▸ Exercise: Extract every line in the records below that contains the word "nape".

— BEGIN Raw data —

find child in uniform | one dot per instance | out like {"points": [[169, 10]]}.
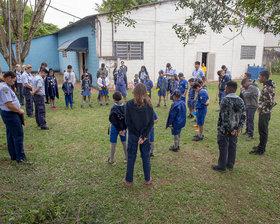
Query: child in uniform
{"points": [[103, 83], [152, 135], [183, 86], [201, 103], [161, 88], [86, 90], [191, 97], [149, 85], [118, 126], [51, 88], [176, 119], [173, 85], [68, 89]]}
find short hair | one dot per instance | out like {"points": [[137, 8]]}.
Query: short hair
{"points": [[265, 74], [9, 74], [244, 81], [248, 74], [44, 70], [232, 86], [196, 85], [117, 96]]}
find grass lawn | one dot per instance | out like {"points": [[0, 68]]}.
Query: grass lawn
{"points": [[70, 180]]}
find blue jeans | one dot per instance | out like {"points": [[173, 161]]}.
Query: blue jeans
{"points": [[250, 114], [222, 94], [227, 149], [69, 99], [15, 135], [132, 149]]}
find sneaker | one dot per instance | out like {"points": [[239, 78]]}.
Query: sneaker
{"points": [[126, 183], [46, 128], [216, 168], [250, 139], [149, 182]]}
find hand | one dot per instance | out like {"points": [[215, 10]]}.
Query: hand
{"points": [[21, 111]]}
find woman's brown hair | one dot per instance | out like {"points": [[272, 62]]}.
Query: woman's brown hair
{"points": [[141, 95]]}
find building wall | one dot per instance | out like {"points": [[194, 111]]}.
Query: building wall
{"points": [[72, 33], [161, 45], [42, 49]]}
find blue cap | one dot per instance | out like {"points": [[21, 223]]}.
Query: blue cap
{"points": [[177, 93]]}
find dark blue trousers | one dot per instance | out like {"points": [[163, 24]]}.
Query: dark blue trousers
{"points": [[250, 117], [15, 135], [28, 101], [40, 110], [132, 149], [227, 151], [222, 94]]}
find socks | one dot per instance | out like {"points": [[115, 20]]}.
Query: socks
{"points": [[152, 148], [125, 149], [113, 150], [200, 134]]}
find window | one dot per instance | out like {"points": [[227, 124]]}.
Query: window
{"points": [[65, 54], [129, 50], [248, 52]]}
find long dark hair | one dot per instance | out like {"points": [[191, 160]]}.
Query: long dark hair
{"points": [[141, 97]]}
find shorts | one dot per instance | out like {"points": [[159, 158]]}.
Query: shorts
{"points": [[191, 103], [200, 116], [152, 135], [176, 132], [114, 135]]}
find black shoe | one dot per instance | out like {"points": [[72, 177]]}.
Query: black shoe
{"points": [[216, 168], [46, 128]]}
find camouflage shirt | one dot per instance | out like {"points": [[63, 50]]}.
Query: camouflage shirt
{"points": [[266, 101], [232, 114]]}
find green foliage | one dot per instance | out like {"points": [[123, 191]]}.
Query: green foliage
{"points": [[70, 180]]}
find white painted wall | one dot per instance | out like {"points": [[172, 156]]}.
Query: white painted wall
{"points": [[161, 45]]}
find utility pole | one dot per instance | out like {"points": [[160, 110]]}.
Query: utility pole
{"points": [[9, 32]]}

— END Raw data —
— BEGIN Raw data —

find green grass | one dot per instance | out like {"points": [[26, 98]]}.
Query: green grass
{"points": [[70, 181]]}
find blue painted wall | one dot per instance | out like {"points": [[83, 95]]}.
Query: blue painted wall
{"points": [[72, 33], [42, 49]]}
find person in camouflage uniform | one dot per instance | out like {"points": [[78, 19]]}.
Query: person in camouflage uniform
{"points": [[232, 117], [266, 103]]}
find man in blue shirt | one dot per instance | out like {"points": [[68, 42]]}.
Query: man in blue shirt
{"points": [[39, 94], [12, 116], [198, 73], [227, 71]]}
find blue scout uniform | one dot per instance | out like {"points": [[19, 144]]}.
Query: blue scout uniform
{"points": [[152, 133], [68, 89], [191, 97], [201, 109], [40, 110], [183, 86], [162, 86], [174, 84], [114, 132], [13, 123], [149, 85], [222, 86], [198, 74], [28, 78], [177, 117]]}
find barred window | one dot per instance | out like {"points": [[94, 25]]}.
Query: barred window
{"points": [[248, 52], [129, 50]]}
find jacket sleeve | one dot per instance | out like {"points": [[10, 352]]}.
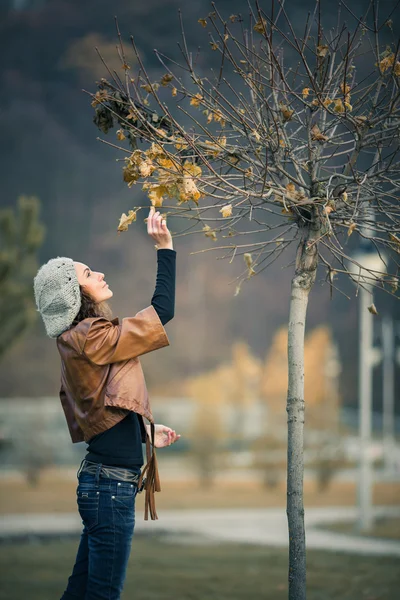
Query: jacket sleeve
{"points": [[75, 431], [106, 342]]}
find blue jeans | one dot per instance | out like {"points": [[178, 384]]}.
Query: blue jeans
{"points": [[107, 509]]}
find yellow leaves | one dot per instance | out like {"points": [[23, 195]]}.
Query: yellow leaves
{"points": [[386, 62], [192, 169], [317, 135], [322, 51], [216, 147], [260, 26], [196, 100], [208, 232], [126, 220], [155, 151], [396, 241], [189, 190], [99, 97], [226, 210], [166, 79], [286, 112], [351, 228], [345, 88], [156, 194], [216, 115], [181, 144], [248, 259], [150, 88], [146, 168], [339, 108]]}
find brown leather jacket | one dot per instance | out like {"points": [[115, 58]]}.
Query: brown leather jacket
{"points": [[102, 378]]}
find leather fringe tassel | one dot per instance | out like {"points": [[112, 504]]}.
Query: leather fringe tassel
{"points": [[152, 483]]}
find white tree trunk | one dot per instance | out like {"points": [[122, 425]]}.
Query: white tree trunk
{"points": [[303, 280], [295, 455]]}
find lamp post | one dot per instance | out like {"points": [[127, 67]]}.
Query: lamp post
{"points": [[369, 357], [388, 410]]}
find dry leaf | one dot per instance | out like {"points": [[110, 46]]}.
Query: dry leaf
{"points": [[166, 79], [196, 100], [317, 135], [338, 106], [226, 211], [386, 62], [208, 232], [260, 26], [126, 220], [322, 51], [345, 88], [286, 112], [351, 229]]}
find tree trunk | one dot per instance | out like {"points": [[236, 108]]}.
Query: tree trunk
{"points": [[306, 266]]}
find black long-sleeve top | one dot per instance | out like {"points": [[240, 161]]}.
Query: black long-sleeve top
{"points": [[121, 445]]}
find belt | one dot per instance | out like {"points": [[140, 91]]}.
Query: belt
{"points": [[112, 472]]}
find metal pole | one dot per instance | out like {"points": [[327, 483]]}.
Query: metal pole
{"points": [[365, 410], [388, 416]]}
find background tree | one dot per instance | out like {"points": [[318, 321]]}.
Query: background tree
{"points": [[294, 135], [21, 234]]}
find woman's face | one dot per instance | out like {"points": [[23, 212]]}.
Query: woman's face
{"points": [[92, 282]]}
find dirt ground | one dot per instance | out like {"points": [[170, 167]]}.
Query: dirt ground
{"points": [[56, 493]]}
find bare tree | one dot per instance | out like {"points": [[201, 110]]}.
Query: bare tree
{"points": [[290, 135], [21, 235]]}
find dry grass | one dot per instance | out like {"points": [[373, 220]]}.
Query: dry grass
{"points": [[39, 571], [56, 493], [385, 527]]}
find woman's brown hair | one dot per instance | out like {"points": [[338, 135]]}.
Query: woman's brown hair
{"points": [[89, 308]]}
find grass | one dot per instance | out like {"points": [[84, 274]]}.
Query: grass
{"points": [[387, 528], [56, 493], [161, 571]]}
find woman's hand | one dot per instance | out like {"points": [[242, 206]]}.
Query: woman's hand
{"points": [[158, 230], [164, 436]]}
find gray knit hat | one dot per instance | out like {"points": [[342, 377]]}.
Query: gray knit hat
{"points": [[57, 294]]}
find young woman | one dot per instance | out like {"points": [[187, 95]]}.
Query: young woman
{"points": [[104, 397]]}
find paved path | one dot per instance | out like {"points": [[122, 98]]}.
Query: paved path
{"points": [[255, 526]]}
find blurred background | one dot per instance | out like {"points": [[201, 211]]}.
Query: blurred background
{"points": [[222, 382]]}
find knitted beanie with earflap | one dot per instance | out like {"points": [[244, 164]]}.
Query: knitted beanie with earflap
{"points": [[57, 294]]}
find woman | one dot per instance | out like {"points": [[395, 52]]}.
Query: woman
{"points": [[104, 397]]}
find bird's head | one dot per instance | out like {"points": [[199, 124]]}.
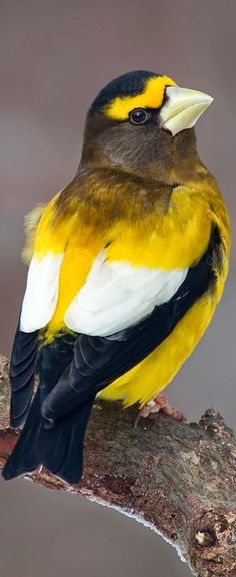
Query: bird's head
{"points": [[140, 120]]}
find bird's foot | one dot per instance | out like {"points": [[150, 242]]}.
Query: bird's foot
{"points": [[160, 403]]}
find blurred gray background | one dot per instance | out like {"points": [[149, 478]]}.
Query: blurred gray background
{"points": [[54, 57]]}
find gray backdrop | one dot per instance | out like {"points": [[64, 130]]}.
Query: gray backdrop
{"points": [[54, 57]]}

— END Raw data —
— BEGIN Raw data —

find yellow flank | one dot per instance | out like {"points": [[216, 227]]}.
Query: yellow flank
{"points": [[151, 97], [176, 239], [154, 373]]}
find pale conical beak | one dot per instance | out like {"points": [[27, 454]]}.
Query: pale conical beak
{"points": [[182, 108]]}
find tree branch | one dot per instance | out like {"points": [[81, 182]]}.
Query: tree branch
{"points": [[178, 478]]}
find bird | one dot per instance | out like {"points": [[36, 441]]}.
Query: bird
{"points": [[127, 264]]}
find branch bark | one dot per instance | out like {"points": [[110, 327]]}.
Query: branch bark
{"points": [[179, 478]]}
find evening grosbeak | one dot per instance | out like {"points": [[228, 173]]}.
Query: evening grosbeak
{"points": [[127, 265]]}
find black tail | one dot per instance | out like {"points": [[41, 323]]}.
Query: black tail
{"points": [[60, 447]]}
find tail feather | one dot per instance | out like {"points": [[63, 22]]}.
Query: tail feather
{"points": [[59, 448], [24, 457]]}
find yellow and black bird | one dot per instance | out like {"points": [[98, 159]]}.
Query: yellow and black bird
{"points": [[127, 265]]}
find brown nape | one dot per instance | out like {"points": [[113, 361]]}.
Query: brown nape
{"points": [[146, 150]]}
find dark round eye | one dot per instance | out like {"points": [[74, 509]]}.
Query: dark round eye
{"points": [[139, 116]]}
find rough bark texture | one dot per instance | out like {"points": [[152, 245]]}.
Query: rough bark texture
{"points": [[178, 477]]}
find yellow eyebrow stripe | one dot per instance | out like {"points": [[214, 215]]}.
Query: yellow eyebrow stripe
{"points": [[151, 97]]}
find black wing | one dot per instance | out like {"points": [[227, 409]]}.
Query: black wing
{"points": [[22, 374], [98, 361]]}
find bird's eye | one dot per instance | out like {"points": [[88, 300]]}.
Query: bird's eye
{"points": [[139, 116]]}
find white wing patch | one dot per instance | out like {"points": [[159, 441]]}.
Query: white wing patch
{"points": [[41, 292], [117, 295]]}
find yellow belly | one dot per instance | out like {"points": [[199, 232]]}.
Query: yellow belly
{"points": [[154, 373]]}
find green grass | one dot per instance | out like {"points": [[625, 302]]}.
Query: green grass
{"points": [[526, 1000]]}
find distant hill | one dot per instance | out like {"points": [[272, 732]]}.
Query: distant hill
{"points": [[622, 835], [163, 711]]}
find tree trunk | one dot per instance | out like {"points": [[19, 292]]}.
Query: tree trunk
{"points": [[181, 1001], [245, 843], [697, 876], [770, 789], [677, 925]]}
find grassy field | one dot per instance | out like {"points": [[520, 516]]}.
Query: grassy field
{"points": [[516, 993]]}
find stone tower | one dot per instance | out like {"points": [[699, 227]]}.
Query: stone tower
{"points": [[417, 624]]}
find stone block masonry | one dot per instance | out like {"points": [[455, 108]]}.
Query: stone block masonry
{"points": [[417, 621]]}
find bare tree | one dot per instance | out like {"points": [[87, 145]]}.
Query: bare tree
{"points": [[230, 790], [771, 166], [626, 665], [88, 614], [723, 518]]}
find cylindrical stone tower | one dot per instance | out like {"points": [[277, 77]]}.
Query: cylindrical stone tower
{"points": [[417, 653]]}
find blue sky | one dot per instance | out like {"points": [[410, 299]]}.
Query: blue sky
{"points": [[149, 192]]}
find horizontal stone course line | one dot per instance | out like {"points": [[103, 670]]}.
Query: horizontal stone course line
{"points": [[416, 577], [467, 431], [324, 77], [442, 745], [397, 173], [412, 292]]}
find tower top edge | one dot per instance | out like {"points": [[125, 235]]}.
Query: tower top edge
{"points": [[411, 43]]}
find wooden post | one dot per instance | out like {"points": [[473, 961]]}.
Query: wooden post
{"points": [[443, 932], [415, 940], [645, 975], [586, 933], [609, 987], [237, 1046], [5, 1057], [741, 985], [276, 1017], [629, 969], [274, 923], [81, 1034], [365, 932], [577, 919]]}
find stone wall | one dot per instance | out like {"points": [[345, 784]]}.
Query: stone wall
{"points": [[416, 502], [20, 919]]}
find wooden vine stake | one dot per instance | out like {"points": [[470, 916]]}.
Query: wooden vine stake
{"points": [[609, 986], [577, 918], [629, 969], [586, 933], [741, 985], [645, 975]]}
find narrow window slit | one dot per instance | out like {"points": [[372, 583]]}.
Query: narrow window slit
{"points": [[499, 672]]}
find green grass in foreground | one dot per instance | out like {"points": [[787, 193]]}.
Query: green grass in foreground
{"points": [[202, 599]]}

— END Raw data —

▸ Problem solution:
find brown nape | one dot per instance | out like {"points": [[113, 361]]}.
Query: brown nape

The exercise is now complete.